[Segmentation data]
----------
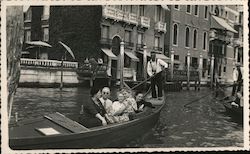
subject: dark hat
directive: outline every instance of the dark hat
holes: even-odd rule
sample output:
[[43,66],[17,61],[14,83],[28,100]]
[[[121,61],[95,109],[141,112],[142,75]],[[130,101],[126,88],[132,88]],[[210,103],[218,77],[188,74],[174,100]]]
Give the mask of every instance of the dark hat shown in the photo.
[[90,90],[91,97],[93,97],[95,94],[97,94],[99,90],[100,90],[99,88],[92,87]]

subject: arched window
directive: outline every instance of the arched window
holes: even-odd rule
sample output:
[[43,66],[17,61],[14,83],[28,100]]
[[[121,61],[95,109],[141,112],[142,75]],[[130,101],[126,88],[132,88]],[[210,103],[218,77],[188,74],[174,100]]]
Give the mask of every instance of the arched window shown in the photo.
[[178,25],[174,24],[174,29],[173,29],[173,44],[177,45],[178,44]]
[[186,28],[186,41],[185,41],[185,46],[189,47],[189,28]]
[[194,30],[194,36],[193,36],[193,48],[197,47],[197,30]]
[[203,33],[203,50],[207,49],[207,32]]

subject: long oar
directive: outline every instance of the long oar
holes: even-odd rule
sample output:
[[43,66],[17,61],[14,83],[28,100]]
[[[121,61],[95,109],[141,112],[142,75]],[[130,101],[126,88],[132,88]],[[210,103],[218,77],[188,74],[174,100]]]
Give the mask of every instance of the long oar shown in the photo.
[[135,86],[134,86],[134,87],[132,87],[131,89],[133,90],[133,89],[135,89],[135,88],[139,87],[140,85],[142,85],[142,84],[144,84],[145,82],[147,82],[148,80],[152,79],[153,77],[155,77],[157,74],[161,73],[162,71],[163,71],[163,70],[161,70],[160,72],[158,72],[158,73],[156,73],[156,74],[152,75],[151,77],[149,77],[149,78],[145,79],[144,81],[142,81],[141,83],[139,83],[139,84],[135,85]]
----------
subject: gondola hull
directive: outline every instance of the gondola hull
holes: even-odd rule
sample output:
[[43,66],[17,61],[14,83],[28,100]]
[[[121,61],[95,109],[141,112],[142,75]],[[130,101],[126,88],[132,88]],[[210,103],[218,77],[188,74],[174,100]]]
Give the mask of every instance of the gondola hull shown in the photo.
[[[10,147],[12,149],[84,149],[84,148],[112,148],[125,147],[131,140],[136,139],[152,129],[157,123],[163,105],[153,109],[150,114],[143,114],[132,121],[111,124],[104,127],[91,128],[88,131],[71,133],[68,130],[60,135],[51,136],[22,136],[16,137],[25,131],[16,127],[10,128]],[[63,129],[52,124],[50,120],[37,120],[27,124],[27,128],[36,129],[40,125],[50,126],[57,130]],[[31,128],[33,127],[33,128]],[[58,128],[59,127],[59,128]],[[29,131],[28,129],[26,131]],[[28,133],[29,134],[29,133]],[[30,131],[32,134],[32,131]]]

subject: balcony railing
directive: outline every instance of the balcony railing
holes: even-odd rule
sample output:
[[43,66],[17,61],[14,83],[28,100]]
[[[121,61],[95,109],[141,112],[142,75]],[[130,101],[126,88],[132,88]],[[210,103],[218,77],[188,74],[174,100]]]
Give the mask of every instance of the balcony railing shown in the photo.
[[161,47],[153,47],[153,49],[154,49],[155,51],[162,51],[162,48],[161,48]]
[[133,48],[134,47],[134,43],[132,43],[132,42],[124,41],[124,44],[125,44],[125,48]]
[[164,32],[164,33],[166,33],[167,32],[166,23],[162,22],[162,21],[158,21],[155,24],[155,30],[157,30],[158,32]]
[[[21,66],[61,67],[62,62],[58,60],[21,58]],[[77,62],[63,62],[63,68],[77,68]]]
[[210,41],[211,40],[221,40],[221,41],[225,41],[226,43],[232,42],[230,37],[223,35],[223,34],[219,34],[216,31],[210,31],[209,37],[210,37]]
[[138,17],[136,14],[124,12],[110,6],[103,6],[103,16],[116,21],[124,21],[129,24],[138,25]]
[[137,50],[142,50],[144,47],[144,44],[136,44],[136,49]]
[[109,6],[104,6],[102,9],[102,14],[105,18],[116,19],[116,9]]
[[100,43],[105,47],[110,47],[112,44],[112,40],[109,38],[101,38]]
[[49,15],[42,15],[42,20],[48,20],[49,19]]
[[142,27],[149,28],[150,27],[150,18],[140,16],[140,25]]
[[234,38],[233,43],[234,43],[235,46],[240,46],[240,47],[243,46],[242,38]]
----------
[Set problem]:
Retype the lines that start at the one containing "subject: long oar" and end at the one containing "Give the mask of every instance of the long", copying both of those lines as well.

[Solution for this exercise]:
subject: long oar
directive: outline every instance of the long oar
holes: even-odd rule
sample output:
[[43,66],[17,61],[14,83],[28,100]]
[[[121,61],[95,109],[141,112],[142,75]],[[130,101],[126,88],[132,88]],[[210,103],[218,77],[188,74],[174,100]]]
Give the mask of every instance of the long oar shown in the photo.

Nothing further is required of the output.